#### Dataset entries:

"""

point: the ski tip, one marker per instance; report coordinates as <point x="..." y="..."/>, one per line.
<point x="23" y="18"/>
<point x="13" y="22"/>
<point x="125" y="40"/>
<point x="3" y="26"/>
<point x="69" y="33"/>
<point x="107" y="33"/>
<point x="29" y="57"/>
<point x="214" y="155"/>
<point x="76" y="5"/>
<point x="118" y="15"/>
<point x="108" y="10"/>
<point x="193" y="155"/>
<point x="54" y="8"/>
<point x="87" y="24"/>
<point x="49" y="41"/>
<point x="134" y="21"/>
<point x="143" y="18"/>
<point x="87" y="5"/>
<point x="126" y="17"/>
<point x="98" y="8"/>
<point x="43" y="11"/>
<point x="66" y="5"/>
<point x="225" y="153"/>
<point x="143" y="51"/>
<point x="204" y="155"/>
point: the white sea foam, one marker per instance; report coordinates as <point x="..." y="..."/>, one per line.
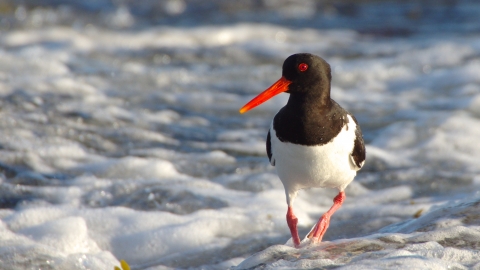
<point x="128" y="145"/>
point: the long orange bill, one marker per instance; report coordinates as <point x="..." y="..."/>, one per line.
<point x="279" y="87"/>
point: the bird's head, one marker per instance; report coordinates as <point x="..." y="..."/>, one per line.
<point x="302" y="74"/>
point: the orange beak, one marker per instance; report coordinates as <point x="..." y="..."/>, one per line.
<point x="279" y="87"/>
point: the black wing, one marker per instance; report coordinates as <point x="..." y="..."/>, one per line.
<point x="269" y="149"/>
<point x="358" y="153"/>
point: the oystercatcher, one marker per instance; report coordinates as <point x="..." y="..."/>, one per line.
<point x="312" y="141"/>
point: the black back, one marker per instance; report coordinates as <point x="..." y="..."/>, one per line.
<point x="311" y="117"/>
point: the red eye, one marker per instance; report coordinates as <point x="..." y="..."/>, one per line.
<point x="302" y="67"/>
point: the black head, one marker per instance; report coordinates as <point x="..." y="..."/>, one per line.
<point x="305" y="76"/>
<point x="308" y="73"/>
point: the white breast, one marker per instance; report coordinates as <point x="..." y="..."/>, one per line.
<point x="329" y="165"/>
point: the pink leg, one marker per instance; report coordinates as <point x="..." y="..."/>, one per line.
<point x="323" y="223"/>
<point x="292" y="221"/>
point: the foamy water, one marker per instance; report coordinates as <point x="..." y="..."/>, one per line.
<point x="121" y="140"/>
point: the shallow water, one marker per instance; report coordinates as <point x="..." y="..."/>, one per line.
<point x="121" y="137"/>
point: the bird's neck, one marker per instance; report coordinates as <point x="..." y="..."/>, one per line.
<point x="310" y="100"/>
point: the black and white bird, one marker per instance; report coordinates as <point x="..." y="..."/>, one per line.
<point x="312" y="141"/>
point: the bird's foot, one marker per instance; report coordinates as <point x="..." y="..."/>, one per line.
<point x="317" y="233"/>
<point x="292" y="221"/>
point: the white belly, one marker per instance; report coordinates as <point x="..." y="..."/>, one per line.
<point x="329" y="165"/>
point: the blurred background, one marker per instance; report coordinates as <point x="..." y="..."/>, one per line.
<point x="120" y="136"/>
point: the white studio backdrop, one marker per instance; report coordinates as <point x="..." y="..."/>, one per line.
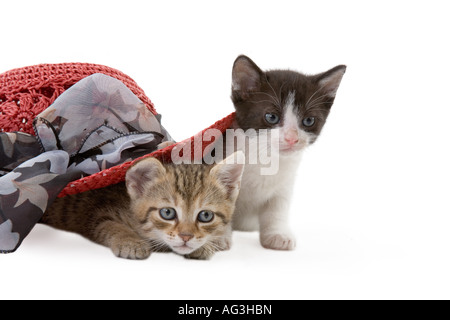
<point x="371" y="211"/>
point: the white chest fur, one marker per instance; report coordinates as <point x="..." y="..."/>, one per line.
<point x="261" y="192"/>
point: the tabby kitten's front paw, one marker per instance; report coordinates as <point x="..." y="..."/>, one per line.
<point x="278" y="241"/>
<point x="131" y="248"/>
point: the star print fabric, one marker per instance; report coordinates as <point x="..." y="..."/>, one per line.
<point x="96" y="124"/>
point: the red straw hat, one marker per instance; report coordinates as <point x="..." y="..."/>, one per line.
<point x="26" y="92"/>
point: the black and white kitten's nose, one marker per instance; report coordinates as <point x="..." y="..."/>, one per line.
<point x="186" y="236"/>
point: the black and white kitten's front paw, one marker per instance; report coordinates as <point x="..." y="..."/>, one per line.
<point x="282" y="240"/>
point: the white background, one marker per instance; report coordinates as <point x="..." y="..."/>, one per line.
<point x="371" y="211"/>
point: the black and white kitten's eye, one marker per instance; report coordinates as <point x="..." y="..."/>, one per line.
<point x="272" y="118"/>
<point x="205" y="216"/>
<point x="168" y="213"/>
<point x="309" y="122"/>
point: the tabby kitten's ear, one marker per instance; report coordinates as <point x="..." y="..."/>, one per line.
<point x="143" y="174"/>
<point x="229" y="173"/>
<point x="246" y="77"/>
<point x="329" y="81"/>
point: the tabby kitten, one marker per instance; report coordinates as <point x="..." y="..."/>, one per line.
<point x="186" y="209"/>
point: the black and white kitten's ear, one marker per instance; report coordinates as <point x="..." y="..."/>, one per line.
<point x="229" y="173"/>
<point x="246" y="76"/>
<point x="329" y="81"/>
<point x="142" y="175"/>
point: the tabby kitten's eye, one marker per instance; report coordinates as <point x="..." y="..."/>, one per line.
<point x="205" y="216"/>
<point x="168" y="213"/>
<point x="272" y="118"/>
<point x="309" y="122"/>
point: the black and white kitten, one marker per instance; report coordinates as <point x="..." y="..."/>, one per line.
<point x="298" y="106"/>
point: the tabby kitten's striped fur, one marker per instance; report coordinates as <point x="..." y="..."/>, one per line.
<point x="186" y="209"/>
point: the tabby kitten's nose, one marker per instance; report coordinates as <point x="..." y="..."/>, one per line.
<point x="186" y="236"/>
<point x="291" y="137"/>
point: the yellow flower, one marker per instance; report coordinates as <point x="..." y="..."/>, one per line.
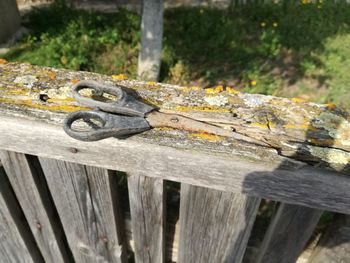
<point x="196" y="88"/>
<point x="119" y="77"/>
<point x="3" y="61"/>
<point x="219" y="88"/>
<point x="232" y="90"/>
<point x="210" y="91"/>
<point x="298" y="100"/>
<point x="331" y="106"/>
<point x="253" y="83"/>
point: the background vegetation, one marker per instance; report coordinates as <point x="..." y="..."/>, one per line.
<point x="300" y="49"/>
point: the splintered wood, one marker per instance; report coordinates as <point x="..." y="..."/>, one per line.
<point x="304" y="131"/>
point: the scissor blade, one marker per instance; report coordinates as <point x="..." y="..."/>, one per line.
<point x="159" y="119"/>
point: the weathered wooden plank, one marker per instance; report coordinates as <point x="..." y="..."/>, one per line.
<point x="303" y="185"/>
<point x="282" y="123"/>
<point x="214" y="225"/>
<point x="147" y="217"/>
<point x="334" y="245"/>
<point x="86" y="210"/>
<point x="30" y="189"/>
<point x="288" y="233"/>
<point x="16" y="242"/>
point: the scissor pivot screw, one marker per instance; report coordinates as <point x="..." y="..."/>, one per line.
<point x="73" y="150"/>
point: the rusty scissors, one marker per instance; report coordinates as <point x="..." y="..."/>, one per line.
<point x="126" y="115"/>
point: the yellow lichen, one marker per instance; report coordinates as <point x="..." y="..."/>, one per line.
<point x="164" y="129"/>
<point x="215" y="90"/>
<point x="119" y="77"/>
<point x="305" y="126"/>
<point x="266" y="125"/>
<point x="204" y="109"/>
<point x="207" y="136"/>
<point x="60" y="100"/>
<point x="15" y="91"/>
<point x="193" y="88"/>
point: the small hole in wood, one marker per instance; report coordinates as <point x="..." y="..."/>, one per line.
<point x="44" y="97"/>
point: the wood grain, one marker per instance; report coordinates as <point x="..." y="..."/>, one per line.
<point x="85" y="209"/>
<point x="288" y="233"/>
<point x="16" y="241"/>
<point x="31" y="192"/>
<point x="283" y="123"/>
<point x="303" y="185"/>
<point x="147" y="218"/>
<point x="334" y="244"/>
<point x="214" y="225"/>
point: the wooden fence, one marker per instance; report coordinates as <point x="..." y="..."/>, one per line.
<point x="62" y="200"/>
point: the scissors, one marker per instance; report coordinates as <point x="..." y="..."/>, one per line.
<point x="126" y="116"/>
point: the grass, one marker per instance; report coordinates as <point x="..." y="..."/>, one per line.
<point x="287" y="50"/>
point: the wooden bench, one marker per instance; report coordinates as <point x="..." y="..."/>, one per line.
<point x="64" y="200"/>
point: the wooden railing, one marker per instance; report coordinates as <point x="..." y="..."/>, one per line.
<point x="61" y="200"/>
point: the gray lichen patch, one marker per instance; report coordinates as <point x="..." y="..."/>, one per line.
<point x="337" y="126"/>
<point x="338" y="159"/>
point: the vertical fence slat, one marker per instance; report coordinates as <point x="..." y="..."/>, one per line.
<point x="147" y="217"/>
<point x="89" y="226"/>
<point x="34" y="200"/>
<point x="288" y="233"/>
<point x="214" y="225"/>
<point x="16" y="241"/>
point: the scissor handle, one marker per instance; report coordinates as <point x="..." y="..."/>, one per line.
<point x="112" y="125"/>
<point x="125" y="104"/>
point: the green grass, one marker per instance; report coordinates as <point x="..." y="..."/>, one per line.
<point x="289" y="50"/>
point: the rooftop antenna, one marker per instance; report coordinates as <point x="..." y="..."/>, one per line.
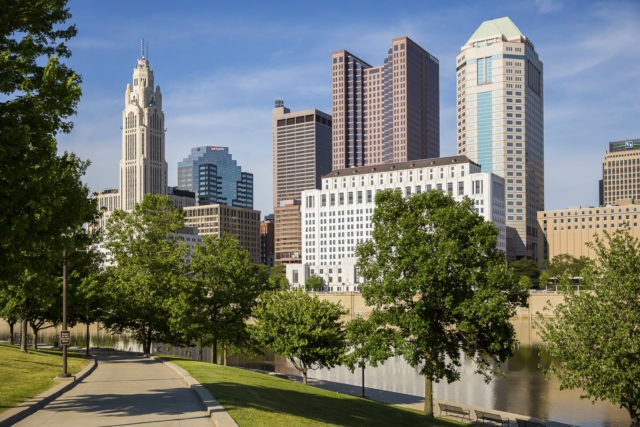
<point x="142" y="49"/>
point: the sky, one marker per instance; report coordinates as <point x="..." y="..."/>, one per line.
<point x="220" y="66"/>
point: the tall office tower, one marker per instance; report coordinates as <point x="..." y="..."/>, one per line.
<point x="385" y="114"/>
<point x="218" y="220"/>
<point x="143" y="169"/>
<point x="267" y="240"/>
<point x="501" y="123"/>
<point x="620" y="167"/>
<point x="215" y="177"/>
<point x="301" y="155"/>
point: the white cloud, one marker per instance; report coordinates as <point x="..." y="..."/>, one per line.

"""
"""

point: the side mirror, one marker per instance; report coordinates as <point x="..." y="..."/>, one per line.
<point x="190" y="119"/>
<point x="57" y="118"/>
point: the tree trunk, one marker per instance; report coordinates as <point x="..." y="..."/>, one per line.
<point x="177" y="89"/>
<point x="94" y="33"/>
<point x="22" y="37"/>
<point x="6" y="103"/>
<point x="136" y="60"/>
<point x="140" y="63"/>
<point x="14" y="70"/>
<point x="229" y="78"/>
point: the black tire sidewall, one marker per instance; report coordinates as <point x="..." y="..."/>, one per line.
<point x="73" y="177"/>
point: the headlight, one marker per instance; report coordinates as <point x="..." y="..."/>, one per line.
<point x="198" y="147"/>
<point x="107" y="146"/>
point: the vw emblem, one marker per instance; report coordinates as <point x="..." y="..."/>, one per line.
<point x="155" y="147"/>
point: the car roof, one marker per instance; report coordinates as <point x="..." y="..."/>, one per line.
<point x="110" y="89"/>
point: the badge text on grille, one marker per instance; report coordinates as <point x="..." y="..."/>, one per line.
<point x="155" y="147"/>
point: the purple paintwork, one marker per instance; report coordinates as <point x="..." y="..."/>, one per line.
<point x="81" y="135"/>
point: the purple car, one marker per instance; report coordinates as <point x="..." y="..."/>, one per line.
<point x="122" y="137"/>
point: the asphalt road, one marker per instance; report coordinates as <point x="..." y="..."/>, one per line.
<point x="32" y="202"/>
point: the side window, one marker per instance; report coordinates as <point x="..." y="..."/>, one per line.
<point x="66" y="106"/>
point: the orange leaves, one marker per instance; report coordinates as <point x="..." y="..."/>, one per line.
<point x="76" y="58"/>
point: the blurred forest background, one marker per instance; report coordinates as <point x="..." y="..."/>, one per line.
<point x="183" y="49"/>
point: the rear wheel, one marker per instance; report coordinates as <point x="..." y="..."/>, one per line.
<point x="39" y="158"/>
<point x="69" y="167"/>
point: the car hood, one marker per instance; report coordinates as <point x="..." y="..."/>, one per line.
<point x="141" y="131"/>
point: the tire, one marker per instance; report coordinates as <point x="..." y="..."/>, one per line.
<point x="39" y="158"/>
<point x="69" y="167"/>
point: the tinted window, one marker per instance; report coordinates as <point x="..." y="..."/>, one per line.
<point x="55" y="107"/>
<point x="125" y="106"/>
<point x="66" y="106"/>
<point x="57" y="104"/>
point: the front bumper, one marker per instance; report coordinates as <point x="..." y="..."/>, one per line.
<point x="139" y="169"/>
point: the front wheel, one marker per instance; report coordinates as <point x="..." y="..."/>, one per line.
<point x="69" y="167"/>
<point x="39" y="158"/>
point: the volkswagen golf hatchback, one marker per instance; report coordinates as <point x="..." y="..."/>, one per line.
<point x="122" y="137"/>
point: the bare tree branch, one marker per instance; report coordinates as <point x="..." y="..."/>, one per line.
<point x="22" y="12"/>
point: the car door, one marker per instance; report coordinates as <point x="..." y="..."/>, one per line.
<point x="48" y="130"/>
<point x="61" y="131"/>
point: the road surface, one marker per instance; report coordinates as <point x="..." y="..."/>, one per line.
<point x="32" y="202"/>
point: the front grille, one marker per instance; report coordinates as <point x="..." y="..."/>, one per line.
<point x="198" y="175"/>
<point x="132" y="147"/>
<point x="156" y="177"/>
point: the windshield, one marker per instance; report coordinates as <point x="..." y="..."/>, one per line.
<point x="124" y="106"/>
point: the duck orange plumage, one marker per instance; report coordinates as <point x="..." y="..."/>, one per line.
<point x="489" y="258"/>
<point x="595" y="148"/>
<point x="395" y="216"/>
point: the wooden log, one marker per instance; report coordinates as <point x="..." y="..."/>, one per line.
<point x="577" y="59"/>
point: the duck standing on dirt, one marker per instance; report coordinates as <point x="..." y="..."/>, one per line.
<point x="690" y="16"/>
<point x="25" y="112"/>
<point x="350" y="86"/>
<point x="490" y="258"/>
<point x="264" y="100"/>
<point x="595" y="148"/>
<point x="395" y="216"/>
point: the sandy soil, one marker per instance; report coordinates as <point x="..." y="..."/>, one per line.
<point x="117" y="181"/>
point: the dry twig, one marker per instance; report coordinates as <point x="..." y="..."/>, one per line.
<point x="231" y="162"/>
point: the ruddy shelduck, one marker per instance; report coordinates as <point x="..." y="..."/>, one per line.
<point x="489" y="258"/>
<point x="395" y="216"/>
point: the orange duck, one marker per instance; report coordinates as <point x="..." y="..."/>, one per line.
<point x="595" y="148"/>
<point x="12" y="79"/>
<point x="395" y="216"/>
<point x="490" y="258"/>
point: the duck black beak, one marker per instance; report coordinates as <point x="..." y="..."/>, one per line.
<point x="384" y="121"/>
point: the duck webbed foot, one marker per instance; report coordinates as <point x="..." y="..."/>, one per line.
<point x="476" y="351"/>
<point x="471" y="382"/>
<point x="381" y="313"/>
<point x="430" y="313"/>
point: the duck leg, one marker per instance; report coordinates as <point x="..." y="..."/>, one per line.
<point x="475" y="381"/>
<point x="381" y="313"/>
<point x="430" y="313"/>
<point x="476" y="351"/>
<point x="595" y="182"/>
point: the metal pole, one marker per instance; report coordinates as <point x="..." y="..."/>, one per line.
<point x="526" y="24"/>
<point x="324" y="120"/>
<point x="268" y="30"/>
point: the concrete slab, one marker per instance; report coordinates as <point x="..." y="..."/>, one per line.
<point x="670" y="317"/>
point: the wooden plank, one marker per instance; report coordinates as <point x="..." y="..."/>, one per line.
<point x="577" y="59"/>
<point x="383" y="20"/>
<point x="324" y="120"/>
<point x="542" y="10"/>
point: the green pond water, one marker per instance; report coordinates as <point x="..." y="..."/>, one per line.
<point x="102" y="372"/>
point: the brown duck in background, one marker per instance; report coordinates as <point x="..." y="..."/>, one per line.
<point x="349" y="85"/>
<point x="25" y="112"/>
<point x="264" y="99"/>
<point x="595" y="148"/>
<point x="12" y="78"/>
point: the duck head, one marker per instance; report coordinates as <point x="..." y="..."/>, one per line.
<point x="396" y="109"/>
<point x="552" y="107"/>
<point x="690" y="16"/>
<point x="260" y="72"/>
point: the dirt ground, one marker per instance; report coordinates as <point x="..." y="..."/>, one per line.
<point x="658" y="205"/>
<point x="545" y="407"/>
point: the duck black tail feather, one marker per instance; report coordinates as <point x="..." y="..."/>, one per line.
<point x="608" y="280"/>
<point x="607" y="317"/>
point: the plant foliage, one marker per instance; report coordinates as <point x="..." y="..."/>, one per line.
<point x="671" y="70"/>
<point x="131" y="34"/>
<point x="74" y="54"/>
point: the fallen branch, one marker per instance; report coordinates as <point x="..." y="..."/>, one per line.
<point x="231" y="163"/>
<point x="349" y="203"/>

"""

#### EXERCISE TASK:
Find each line in the dataset entries above that contains the string "road", and copy those lines out.

#### EXERCISE SOLUTION:
point: the asphalt road, one marker per instance; report coordinates as <point x="..." y="..."/>, one per line.
point: the road surface, one marker per instance; report coordinates as <point x="..." y="..."/>, one per line.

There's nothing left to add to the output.